>> Start PROVIDED DATA

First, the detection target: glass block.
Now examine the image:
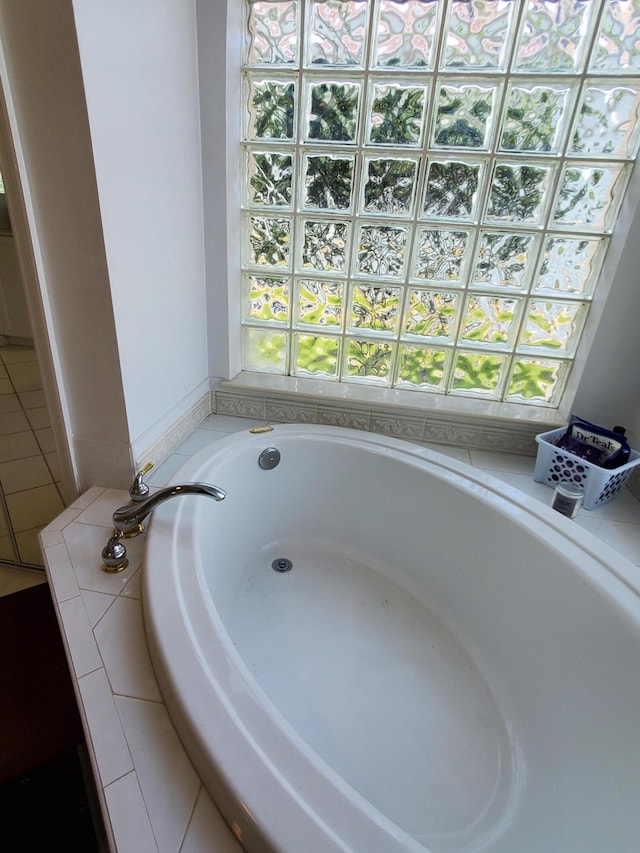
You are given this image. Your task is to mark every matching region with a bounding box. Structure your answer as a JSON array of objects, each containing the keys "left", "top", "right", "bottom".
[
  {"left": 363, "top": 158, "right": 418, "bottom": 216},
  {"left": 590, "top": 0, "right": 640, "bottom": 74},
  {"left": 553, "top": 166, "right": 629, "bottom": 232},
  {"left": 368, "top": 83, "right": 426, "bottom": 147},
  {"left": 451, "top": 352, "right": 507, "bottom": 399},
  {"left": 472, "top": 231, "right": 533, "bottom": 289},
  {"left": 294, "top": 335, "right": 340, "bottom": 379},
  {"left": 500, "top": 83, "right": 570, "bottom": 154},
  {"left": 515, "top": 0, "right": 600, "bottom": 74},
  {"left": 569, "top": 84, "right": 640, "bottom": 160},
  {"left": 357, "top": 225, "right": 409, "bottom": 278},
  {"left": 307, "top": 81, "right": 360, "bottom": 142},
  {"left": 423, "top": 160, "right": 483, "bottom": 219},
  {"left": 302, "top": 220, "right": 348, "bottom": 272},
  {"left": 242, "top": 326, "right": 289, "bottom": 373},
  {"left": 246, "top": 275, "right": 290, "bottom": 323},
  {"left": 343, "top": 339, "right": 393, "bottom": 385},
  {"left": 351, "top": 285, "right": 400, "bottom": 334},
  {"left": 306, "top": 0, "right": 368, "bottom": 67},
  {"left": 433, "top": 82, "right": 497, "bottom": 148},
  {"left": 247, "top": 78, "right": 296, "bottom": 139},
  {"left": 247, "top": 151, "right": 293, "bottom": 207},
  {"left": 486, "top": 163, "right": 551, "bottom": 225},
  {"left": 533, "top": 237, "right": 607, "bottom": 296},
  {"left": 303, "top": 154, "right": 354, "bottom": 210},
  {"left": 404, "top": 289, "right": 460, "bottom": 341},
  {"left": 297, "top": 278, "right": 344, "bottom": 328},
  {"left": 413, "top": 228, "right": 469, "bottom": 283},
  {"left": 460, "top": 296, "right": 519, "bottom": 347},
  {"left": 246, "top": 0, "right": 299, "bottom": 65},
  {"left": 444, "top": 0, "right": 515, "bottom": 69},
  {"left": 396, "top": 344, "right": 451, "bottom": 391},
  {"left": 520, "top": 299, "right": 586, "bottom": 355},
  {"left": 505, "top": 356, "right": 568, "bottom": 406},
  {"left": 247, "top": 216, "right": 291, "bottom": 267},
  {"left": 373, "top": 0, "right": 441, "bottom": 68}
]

>> End PROVIDED DATA
>> Start PROVIDED DATA

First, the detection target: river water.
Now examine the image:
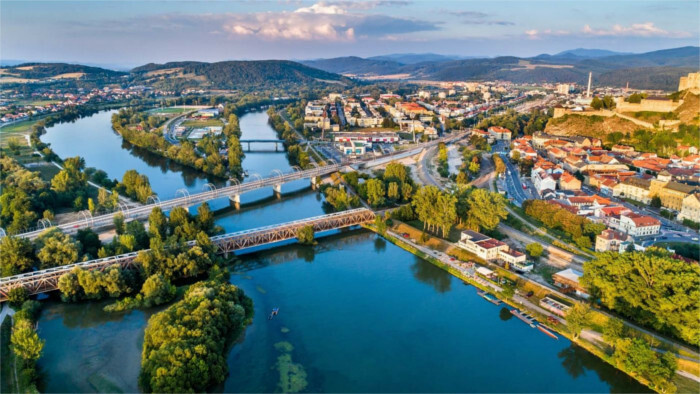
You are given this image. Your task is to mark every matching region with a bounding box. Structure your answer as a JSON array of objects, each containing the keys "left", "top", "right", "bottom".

>> End PROVIDED DATA
>> Start PROVIDED DATA

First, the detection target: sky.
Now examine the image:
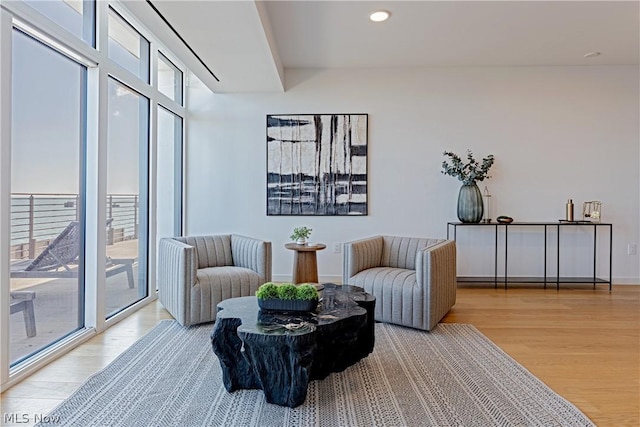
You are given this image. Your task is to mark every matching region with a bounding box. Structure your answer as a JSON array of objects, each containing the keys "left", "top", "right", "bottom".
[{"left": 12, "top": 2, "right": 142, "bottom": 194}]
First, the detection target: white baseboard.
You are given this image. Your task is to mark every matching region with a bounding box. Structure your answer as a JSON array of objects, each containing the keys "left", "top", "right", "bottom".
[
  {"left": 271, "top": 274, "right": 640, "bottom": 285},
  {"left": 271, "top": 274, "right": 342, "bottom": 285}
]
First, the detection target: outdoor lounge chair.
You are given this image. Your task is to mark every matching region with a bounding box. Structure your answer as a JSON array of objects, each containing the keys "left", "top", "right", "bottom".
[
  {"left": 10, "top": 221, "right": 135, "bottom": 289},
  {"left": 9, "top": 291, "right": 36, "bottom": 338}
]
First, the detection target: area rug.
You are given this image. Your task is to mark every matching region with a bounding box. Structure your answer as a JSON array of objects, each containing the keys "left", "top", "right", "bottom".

>> End PROVIDED DATA

Please pick out every line in the rows above that contains the word "First", and copy each one in full. Case counts.

First, the detection target: glass block.
First, the detection target: river water.
First, the detection target: sky.
First, the detection target: white baseboard.
First, the detection target: outdoor lounge chair.
First, the detection target: area rug.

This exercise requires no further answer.